**Work instructions**
Copy out the data so that nothing differs from the original.
== Data for the task ==
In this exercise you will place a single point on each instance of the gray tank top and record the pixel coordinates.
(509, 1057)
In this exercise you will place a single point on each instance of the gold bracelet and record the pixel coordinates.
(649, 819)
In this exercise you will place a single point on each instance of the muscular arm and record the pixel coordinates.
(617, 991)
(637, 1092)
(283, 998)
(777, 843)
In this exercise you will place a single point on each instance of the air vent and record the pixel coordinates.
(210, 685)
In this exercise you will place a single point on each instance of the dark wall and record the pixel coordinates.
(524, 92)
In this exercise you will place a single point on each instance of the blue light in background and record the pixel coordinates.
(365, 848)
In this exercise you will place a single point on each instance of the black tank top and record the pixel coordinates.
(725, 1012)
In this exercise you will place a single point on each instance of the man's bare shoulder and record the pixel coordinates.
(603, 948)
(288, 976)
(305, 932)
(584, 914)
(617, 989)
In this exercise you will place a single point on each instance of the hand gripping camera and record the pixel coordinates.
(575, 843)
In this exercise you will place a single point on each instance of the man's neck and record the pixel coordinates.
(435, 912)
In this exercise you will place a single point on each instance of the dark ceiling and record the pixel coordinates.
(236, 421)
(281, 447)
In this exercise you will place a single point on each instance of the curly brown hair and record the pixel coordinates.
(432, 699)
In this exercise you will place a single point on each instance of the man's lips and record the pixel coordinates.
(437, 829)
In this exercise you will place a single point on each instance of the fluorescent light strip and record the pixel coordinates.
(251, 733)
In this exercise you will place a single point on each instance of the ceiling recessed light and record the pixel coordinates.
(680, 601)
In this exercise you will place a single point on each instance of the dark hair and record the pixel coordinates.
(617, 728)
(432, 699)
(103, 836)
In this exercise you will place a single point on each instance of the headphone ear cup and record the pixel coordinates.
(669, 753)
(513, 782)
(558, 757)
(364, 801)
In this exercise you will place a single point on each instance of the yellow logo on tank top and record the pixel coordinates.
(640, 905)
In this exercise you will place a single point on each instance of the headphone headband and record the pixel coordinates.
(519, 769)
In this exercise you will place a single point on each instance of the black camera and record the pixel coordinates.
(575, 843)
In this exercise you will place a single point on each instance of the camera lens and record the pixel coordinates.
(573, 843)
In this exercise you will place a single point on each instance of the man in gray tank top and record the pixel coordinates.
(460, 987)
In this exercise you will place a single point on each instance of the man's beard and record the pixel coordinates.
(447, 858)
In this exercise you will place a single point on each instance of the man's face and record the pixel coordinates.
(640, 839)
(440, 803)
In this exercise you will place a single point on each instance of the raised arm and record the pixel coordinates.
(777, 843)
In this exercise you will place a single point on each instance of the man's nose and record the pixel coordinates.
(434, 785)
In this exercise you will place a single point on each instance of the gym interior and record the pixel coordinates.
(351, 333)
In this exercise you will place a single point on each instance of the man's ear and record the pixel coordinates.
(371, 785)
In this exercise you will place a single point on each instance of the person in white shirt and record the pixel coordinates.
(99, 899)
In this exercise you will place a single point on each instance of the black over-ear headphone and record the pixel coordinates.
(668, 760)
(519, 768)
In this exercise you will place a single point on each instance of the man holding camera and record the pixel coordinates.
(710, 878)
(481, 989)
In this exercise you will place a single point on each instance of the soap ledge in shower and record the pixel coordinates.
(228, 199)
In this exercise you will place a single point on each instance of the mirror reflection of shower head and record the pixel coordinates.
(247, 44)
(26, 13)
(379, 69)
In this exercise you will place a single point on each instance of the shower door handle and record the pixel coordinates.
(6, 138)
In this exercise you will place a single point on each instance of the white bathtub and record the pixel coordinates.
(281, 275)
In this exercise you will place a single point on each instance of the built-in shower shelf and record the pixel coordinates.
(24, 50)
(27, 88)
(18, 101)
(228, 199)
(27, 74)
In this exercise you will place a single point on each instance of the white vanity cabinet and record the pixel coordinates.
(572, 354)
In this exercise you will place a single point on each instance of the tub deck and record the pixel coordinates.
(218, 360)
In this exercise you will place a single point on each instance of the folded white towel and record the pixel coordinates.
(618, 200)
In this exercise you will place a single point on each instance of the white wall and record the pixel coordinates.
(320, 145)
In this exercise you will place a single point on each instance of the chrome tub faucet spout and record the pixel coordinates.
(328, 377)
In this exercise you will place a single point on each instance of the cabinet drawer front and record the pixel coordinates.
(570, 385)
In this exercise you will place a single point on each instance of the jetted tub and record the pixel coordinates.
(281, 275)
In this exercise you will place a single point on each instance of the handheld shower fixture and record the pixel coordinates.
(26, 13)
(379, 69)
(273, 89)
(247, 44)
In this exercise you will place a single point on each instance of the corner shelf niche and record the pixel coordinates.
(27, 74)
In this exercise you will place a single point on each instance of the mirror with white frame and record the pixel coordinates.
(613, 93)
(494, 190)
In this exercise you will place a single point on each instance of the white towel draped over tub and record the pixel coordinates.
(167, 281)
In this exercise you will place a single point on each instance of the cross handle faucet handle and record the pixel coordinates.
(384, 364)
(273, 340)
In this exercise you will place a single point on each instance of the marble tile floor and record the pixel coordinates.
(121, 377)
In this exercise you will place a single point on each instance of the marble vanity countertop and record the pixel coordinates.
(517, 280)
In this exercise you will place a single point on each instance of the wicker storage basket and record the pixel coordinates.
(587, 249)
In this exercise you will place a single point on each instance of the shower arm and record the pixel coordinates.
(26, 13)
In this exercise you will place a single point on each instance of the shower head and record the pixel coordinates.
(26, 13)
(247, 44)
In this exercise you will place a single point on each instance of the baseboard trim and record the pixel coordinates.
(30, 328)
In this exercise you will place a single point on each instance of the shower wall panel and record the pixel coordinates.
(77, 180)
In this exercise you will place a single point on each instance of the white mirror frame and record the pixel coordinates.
===
**Result**
In this exercise you will place a single point on each instance of the gray tank top and record the pixel coordinates.
(509, 1057)
In this exercise you will place a single point on each instance of the gold bracelet and record the pixel coordinates.
(649, 819)
In this exercise you will place a single point on each instance of the muscular arm and record the pixel coordinates.
(617, 991)
(637, 1092)
(283, 998)
(777, 843)
In this exercise you will place a single point on each instance of the air vent and record the pixel coordinates.
(210, 685)
In this exercise you will place a single point on each instance of the dark wall and record the pixel coordinates.
(524, 92)
In this exercise you will place a single point on each instance of the blue light in background and record the pixel coordinates.
(365, 848)
In this exercise you will place a single point on each instance of the black tank top and record the pixel coordinates.
(725, 1012)
In this exercise you will place a single point on each instance of the man's bare shoulder and record the pixel coordinates.
(603, 948)
(288, 976)
(305, 932)
(584, 914)
(617, 989)
In this exercise you will place a single point on each instance of the hand gripping camera and record the pixel coordinates.
(575, 843)
In this exercise you will place a single point on each instance of the man's neck and record the pixel coordinates.
(435, 912)
In this exercise you will place a single point on each instance of the dark ceiling and record the pixel coordinates.
(236, 421)
(281, 447)
In this exercise you will place a single point on each instance of the curly brown hair and record the pixel coordinates.
(432, 699)
In this exercise you will place a single point on each instance of the man's lips and record the pixel coordinates.
(437, 829)
In this exercise you will place a single point on each instance of the fluorescent light strip and record the pixel coordinates.
(251, 733)
In this exercise you will place a single point on each instance of the ceiling recessed light and record the pixel coordinates.
(680, 601)
In this exercise you will place a single point on each instance of the dark hair and record the pixel coordinates.
(617, 728)
(432, 699)
(103, 836)
In this exercise you will place a single point on each instance of the headphone ear cup and record the pixel coordinates.
(669, 753)
(513, 782)
(558, 757)
(364, 801)
In this exercise you will place a single point on each instance of the yellow logo on tank top and record the pixel coordinates.
(640, 905)
In this exercise you will place a single point on each instance of the headphone headband and record the pixel coordinates.
(519, 769)
In this exercise you will place a single point on each instance of the black camera and record the pixel coordinates.
(575, 843)
In this exercise you will place a single point on each instance of the camera lens and record the pixel coordinates.
(573, 843)
In this exercise you will place a single point on each instance of the man in gray tank top and record the pixel coordinates.
(460, 987)
In this exercise you will place a single point on each instance of the man's beard and record the pixel coordinates.
(447, 858)
In this exercise you will place a single point on each instance of the man's face and record the pixel coordinates.
(640, 839)
(440, 803)
In this exercise you will place a single point on each instance of the raised arm and record the pixel coordinates.
(777, 843)
In this exercise you will place a single point on each instance of the man's nose and record the pixel coordinates.
(434, 785)
In this exercise you will place a single point on each instance of the gym interior and record the pixel coordinates.
(351, 333)
In this exercise you will place a single point on each instance of the man's ear and record the pixel coordinates.
(371, 785)
In this exercise you will place a single point on each instance of the person in white shirt and record the pixel coordinates.
(99, 899)
In this exercise you will place a single point on each instance of the black over-ear headphone and record the pixel coordinates.
(668, 760)
(519, 768)
In this exercise you will place a single point on each instance of the man holding camera and record the pixel coordinates.
(710, 878)
(481, 989)
In this exercise you will place a single point on each instance of the soap ledge in shower and record the pixel coordinates.
(228, 199)
In this exercise you will place a single point on each instance of the mirror reflection of shower head and record the pixel coordinates.
(247, 44)
(26, 13)
(379, 69)
In this exercise you will place a single point on each instance of the shower door handle and record the pixel coordinates.
(6, 138)
In this exercise you will place a single point on each instance of the white bathtub and record the pixel coordinates.
(281, 275)
In this exercise you will place a single point on each instance of the built-in shower shelf and record the pixel coordinates.
(24, 50)
(27, 88)
(18, 101)
(228, 199)
(27, 74)
In this exercise you will place a single point on each instance of the white vanity cabinet and record the pixel coordinates.
(572, 354)
In this exercise you will place a single point on each instance of the tub deck and record the pixel coordinates.
(218, 360)
In this exercise you will place a single point on each instance of the folded white towel and record the pixel coordinates.
(618, 200)
In this exercise you will place a single point on each instance of the white wall and record the pixel coordinates.
(320, 145)
In this exercise you will place a single point on each instance of the chrome tub faucet spout and record the pixel coordinates.
(328, 377)
In this exercise you will place a single point on each instance of the cabinet drawer front and record the pixel coordinates.
(570, 385)
In this exercise you will place a single point on each instance of the jetted tub and record the pixel coordinates.
(281, 275)
In this exercise you will place a single point on each instance of the handheld shower fixture and record the pixel coordinates.
(26, 13)
(379, 69)
(273, 89)
(247, 44)
In this exercise you will place a single point on each instance of the corner shelf niche and record the pixel coordinates.
(27, 74)
In this exercise you will place a single point on each instance of the mirror with white frame and record the pixel coordinates.
(613, 93)
(494, 190)
In this exercise you will place a single point on each instance of the white towel draped over tub and record the pixel coordinates.
(167, 281)
In this exercise you will place a single point on each instance of the cross handle faucet handle and record the pixel coordinates.
(384, 364)
(273, 340)
In this exercise you will place a single point on each instance of the marble tile floor and record the pixel coordinates.
(121, 377)
In this exercise you will place a single point on each instance of the marble vanity countertop and record the pixel coordinates.
(517, 280)
In this exercise you will place a single point on each instance of the wicker storage basket and record the pixel coordinates.
(587, 249)
In this exercise you will place a single point on each instance of the shower arm and record the pixel coordinates.
(26, 13)
In this exercise you will place a single point on each instance of the shower head and record the pixel coordinates.
(26, 13)
(247, 44)
In this exercise you will place a single point on each instance of the baseboard trim and record the pixel coordinates.
(30, 328)
In this exercise you will place a single point on each instance of the shower wall panel and record the pixel coordinates.
(77, 180)
In this exercise you will place a single point on each instance of the white mirror frame and record the pixel coordinates.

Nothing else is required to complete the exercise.